→ LISTA DE TAREAS
[1] Responda estas preguntas con base en el texto sobre el Estrecho de Ormuz:
(a) ¿Quién firma el texto?
(b) ¿Cuántos kilómetros de ancho tiene el estrecho?
(c) ¿Cuántos barriles de crudo cruzan cada día por él?
[2] Transcriba literalmente el pasaje del texto sobre el Estrecho de Ormuz que va desde "Para cualquier economista, diplomático" hasta "entero se arrodilla.", ambos incluidos.

→ FRAGMENTO SELECCIONADO
____

Si Irán decidiera cerrarlo, el planeta no entraría en guerra… pero sí en pánico porque no hay nada más cobarde y miedoso que el dinero. Pero la verdadera pregunta es si Irán pueda cerrarlo, tenga esa capacidad, porque de querer, seguramente quiera.
Por Abel Flores
Imaginen una autopista de un solo canal por donde circula, sin pausa ni margen de error, casi un tercio del petróleo que mueve la economía global. No es un túnel secreto ni un oleoducto de ciencia ficción: es el Estrecho de Ormuz, una franja de apenas 39 kilómetros de ancho, entre Irán y Omán, que separa el Golfo Pérsico del resto del planeta. Casi 21 millones de barriles de crudo cruzan cada día por esa rendija estratégica, lo que convierte a esta región en una especie de garganta energética del mundo. Y, como toda garganta, si se aprieta, el cuerpo se asfixia.
La pregunta no es si Irán podría cerrarlo. La pregunta es cuándo, cómo, por cuánto tiempo… y qué tan fuerte temblaría el mundo.
Ormuz: el nudo que sostiene el cuello del mundo
Cuando se hable del próximo colapso energético global —porque va a ocurrir, la duda es cuándo— habrá que recordar que todo comenzó con una línea de agua de apenas 39 kilómetros. Una franja angosta, calurosa, estrecha, conocida en los manuales como Estrecho de Ormuz, pero en realidad debería llamarse como lo que es: el cuello de botella por donde respira el sistema financiero global. La trampa geográfica más perfecta que haya producido la geopolítica contemporánea. Y lo más grave: Irán tiene la llave.
Para cualquier economista, diplomático o analista de defensa, no hay nada nuevo en esta advertencia. Se ha repetido hasta el cansancio. El 20% del petróleo que circula en el planeta —sí, uno de cada cinco barriles— pasa todos los días por esa garganta ubicada entre Irán y Omán. La estadística es tan grotesca que ya dejó de impresionar. Pero hay una diferencia entre saberlo y entender lo que significa: que basta con que un misil, una amenaza creíble, o incluso un buque mal posicionado en las coordenadas correctas, interrumpa esa circulación, para que los mercados del mundo entren en pánico. Y cuando el petróleo entra en pánico, el mundo entero se arrodilla.

____

→ REGISTRO DE DATOS
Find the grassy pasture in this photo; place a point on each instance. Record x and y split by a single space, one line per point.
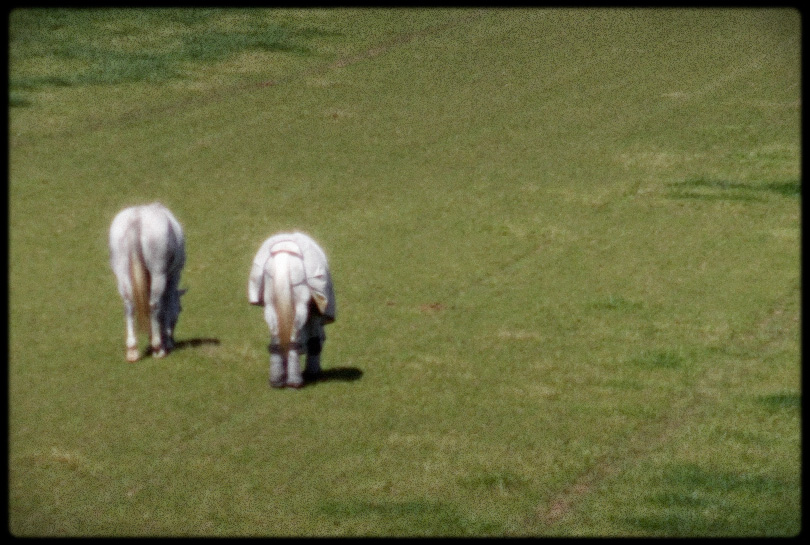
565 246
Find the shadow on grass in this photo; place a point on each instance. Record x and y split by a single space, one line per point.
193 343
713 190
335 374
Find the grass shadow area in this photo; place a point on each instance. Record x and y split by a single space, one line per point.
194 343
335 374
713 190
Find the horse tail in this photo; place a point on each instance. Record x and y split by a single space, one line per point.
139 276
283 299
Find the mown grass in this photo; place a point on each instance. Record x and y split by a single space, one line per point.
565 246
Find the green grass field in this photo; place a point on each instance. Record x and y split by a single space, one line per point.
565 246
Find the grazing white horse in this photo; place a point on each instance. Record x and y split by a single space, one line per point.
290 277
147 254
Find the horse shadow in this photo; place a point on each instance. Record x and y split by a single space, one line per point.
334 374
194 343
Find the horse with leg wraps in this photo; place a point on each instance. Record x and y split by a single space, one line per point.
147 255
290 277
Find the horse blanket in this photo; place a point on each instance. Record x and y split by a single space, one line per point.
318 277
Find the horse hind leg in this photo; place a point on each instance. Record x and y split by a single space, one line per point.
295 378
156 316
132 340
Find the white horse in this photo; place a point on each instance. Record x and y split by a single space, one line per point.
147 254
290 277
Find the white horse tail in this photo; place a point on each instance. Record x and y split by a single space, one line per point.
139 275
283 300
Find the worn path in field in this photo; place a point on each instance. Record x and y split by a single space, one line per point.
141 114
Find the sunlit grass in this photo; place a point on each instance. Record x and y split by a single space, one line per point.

____

→ CLAVE DE RESPUESTAS
[1]
(a) Abel Flores.
(b) Apenas 39 kilómetros.
(c) Casi 21 millones de barriles.

[2]
Para cualquier economista, diplomático o analista de defensa, no hay nada nuevo en esta advertencia. Se ha repetido hasta el cansancio. El 20% del petróleo que circula en el planeta —sí, uno de cada cinco barriles— pasa todos los días por esa garganta ubicada entre Irán y Omán. La estadística es tan grotesca que ya dejó de impresionar. Pero hay una diferencia entre saberlo y entender lo que significa: que basta con que un misil, una amenaza creíble, o incluso un buque mal posicionado en las coordenadas correctas, interrumpa esa circulación, para que los mercados del mundo entren en pánico. Y cuando el petróleo entra en pánico, el mundo entero se arrodilla.